YOUR OBJECTIVE
Although the entries hold pictures, only their words are printed back, exactly as given.

════════════════════

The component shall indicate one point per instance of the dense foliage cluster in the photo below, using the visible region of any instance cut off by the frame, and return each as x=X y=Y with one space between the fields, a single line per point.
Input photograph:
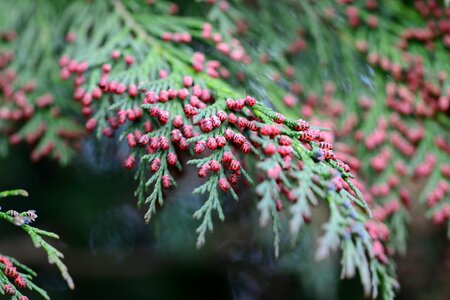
x=228 y=87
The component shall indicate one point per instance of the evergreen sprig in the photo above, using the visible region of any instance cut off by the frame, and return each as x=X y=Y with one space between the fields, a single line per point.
x=14 y=276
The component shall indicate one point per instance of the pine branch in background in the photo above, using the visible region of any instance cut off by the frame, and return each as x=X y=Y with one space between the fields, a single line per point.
x=14 y=276
x=173 y=81
x=33 y=108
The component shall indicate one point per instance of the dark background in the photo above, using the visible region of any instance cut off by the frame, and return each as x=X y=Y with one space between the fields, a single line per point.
x=112 y=254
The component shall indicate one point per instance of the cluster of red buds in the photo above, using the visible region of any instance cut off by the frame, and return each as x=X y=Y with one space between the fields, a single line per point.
x=213 y=68
x=20 y=104
x=232 y=49
x=10 y=271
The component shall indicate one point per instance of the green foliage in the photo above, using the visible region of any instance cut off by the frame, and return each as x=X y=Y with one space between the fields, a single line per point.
x=10 y=278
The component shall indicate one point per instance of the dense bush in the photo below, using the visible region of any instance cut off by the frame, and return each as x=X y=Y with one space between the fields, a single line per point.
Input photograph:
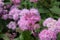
x=29 y=19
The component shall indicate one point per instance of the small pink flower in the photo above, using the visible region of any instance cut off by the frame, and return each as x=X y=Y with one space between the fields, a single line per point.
x=24 y=12
x=5 y=17
x=47 y=35
x=33 y=0
x=15 y=17
x=47 y=21
x=16 y=1
x=12 y=25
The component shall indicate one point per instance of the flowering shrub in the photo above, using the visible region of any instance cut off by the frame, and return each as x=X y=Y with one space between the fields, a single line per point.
x=29 y=20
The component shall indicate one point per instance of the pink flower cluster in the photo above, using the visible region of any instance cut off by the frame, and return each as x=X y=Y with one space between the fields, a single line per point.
x=33 y=0
x=52 y=24
x=26 y=19
x=47 y=35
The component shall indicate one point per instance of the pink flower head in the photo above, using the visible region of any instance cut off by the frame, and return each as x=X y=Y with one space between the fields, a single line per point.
x=16 y=1
x=1 y=4
x=15 y=17
x=47 y=35
x=12 y=25
x=27 y=22
x=33 y=0
x=5 y=17
x=48 y=20
x=24 y=12
x=1 y=0
x=13 y=12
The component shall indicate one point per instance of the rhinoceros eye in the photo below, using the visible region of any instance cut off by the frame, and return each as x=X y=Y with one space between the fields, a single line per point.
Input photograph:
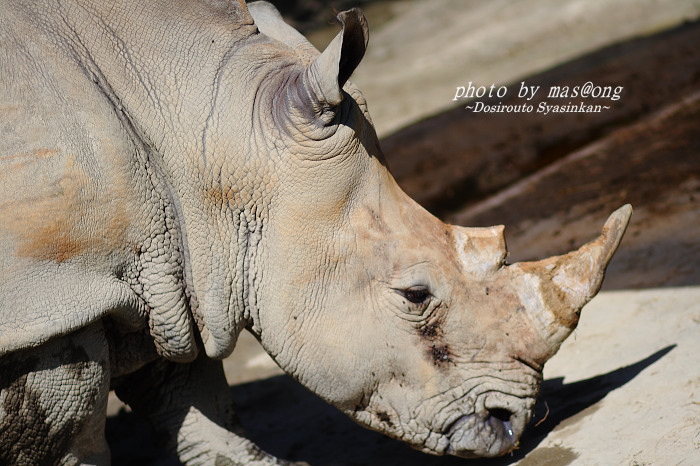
x=416 y=294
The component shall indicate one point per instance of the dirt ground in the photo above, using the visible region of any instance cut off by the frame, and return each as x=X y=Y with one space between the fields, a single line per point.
x=625 y=388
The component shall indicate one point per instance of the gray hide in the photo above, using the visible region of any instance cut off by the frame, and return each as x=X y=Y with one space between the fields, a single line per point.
x=171 y=175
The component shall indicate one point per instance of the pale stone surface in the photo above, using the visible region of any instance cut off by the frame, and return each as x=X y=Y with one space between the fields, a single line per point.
x=654 y=418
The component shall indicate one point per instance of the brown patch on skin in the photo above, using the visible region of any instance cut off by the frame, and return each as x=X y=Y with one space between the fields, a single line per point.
x=41 y=153
x=440 y=354
x=64 y=216
x=384 y=417
x=430 y=331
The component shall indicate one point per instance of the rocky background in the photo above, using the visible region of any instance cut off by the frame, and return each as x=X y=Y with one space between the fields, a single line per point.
x=625 y=388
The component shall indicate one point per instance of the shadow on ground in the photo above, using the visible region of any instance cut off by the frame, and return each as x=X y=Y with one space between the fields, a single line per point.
x=288 y=421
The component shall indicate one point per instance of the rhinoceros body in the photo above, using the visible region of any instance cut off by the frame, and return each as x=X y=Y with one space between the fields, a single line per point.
x=175 y=172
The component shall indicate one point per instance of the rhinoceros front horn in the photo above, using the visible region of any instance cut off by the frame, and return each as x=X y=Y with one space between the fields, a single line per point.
x=568 y=282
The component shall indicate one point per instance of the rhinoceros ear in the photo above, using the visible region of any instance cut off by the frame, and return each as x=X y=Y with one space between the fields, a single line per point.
x=331 y=70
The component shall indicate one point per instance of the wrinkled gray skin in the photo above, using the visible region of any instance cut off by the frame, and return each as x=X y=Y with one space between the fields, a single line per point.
x=172 y=174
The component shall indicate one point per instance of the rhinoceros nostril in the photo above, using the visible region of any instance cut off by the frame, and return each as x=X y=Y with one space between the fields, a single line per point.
x=500 y=420
x=502 y=415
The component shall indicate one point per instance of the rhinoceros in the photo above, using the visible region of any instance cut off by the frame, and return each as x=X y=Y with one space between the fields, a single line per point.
x=174 y=172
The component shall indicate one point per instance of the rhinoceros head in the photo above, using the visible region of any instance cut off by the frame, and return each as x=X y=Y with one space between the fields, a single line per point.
x=413 y=327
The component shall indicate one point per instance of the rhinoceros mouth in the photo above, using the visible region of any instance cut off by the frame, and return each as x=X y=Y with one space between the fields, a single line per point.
x=494 y=432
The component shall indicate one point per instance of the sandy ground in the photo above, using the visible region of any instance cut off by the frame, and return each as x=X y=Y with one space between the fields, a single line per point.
x=625 y=388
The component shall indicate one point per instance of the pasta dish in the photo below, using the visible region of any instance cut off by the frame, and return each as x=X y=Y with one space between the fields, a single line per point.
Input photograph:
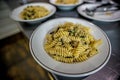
x=71 y=43
x=33 y=12
x=66 y=1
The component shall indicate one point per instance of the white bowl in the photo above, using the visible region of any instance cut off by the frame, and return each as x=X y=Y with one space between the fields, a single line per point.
x=66 y=6
x=15 y=14
x=81 y=69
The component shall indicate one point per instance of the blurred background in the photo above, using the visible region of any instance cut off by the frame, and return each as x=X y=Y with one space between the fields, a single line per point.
x=16 y=62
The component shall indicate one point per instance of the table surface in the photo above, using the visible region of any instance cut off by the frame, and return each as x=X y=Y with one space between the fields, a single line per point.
x=112 y=69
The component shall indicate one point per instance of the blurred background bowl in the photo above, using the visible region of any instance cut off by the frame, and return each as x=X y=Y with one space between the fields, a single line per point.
x=66 y=6
x=15 y=14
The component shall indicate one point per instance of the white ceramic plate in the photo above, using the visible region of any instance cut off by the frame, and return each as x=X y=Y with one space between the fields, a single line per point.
x=16 y=12
x=81 y=69
x=100 y=16
x=66 y=6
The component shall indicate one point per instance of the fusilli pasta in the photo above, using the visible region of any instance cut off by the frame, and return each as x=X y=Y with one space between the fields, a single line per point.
x=71 y=43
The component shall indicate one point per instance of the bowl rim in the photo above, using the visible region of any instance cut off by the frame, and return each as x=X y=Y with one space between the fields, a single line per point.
x=67 y=5
x=71 y=74
x=33 y=20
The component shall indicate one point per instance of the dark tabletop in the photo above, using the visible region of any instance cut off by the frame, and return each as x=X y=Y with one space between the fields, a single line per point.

════════════════════

RESULT FOR THIS EXERCISE
The component shall indicate one point per instance of the dense foliage cluster in the photo below, using the visible region of any instance cut off by the frame, and return each as x=X y=Y with one space between the fields, a single line per point.
Input photograph:
x=228 y=87
The component shall indicate one point per instance of the evergreen sprig in the photo above, using the visible region of any instance cut off by the frame, and return each as x=X y=Y with one space between the fields, a single line per point.
x=14 y=276
The component shall indicate one point per instance of the pine branch in background in the photo above, using the visible region of any instance cut off by the frame, and return each as x=X y=Y with one space between the fields, a single line per point.
x=14 y=276
x=173 y=81
x=33 y=108
The component shall indicate one point per instance of the dark background in the photo above, using the visible region of any instance cut off by the frame, and return each as x=X y=Y with one space between the fields, a single line per point.
x=112 y=254
The component shall indicate one point per instance of the cluster of red buds in the photo above, using the visible region of any instance cut off by the frame, and return each as x=X y=Y with one space between the fields, a single line per point.
x=213 y=68
x=20 y=104
x=232 y=49
x=10 y=271
The component shall indicate one point per instance of the green foliage in the photo above, using the visible region of any instance cut off by the frame, and return each as x=X y=Y with one space between the fields, a single line per point.
x=10 y=278
The component shall indicate one point per instance of the dense bush in the photo below, using the visible region of any instance cut off by the frame, and return each as x=X y=Y with one space between the fields, a single line per point.
Input photograph:
x=29 y=19
The component shall indicate one point per instance of the small pink flower in the photo above, using the visible region of any instance cut off by the frame, and return each as x=X y=Y with one space between the fields, a single line per point.
x=24 y=12
x=5 y=17
x=47 y=35
x=33 y=0
x=15 y=17
x=47 y=21
x=16 y=1
x=12 y=25
The component shall indicate one point per instance of the flowering shrub in the photo above, using the visible region of any instance cut off by the frame, and return each as x=X y=Y with one space between the fields, a single line per point.
x=29 y=20
The component shall indicate one point per instance of the pink flower cluster in the photo above, using the visible region of any instance cut off by the frame, and return each as x=X y=Y with one space between the fields, a single line per point.
x=33 y=0
x=52 y=24
x=26 y=19
x=47 y=35
The component shall indicate one point per instance of the pink flower head in the photo above, using the visible region of any instance cut off by the frame, and return each as x=X y=Y with one space between the fields, a single line per point.
x=16 y=1
x=1 y=4
x=15 y=17
x=47 y=35
x=12 y=25
x=27 y=22
x=33 y=0
x=5 y=17
x=48 y=20
x=24 y=12
x=1 y=0
x=13 y=12
The component shall indicate one point per instance of the rhinoceros eye in the photo below, using the visible region of any instance cut off by the frame, and return each as x=X y=Y with one space between the fields, a single line per point.
Input photograph:
x=416 y=294
The component shall indicate one point per instance of the dirt ground in the photo above, using the visible region of any instance cut off by the frame, and return each as x=X y=Y with one space between the fields, a single line per point.
x=625 y=388
The component shall indicate one point per instance of the gray hide in the photo above, using the visible region of any instance cut off by the frame, and return each as x=X y=Y with one space between the fields, a single line per point.
x=171 y=175
The component shall indicate one point per instance of the pale stone surface in the photo above, using the visible region of any instance cut off by the frame, and return each as x=X y=Y with one space between the fields, a single line per point.
x=654 y=418
The component shall indicate one point per instance of the brown patch on skin in the photo above, using the visible region of any instance cut off by the frame, and return each as x=X y=Y with one space between the fields, a single line per point.
x=41 y=153
x=440 y=354
x=64 y=216
x=384 y=417
x=430 y=331
The component shall indicate one point per instance of the rocky background in the photo above, using the visible region of any instance cut off by the frame, and return each as x=X y=Y with one space between the fields, a single line per point.
x=625 y=388
The component shall indicate one point per instance of the shadow on ground in the photo above, using the visible region of any instance cut off by the frame, and return each as x=X y=Y with one space between the fields, a single line per point.
x=288 y=421
The component shall indicate one point per instance of the rhinoceros body in the photo above, using the visible region of any instance cut off by the frame, and return each as x=X y=Y with one space between the fields, a single line per point.
x=175 y=172
The component shall indicate one point per instance of the rhinoceros front horn in the photo above, using the visible region of any instance cut off by the frame, and return each as x=X y=Y with one space between the fields, a single line per point.
x=568 y=282
The component shall indicate one point per instance of the rhinoceros ear in the photo above, using the visible region of any instance cut off by the frame, and return each as x=X y=Y with one space between the fields, a single line per point.
x=331 y=70
The component shall indicate one point per instance of the wrinkled gray skin in the photo above, using the visible region of any instance cut off by the frame, and return each as x=X y=Y with one space between the fields, a single line per point.
x=172 y=174
The component shall indicate one point per instance of the rhinoceros nostril in the photo above, using the visible region of any instance cut off by the frame, and return each as x=X y=Y with one space between the fields, a single line per point.
x=500 y=420
x=502 y=415
The component shall indicate one point per instance of the rhinoceros in the photo above, using the visible region of any instance cut off by the frame, and return each as x=X y=Y with one space between the fields, a single line per point.
x=174 y=172
The component shall indicate one point per instance of the rhinoceros head in the photo above, using the visible region of any instance cut off by the frame, and return each as x=X y=Y with one space between the fields, a single line per point.
x=413 y=327
The component shall indicate one point per instance of the rhinoceros mouth in the photo above, using the visible region of any instance cut off by the frame, and return each as x=X y=Y with one space between the fields, a single line per point.
x=494 y=432
The component shall indicate one point per instance of the sandy ground in the photo above, using the visible region of any instance cut off by the frame, and return each as x=X y=Y with one space between the fields, a single line per point.
x=625 y=388
The component shall indicate one point per instance of the pasta dish in the photo below, using the visible region of any instance cut off by the frame, and return each as x=X y=Y with one space between the fields, a single line per point.
Input photograph:
x=71 y=43
x=33 y=12
x=66 y=1
The component shall indicate one point per instance of the white bowl in the photo above, using the visible region of any instance cut off by the frame, and return each as x=X y=Y with one space between the fields, a single line per point.
x=66 y=6
x=15 y=14
x=81 y=69
The component shall indicate one point per instance of the blurred background in the photo above, using the visible region of any instance cut off by the frame, and return each as x=X y=Y with one space between the fields, a single line per point.
x=16 y=62
The component shall indicate one point per instance of the table surface in the photo above, using the visible region of any instance cut off by the frame, and return each as x=X y=Y with one space between the fields, a single line per point.
x=112 y=69
The component shall indicate one point per instance of the blurred background bowl in the photo above, using the visible region of any instance cut off by the frame, and return each as x=X y=Y with one space between the fields, a single line per point.
x=66 y=6
x=15 y=14
The component shall indicate one point per instance of the white ceramic plate in the photo above, using the visible region of any instance cut off by the frame, and return each as x=X y=Y with one space between the fields, a single line per point.
x=16 y=12
x=81 y=69
x=100 y=16
x=66 y=6
The component shall indicate one point per instance of the fusilli pasta in the photo above, using the visible region of any instance cut off by the frame, and return each as x=X y=Y with one space between the fields, a single line per point.
x=71 y=43
The component shall indicate one point per instance of the bowl rim in the photo above, using the visible region of any instance cut off by the frame, and return each as x=X y=Y with one space between the fields, a single line per point.
x=67 y=5
x=71 y=74
x=33 y=20
The component shall indicate one point per instance of the dark tabletop in the photo above, using the visible region of any instance cut off by the frame, and return each as x=X y=Y with one space between the fields, a single line per point.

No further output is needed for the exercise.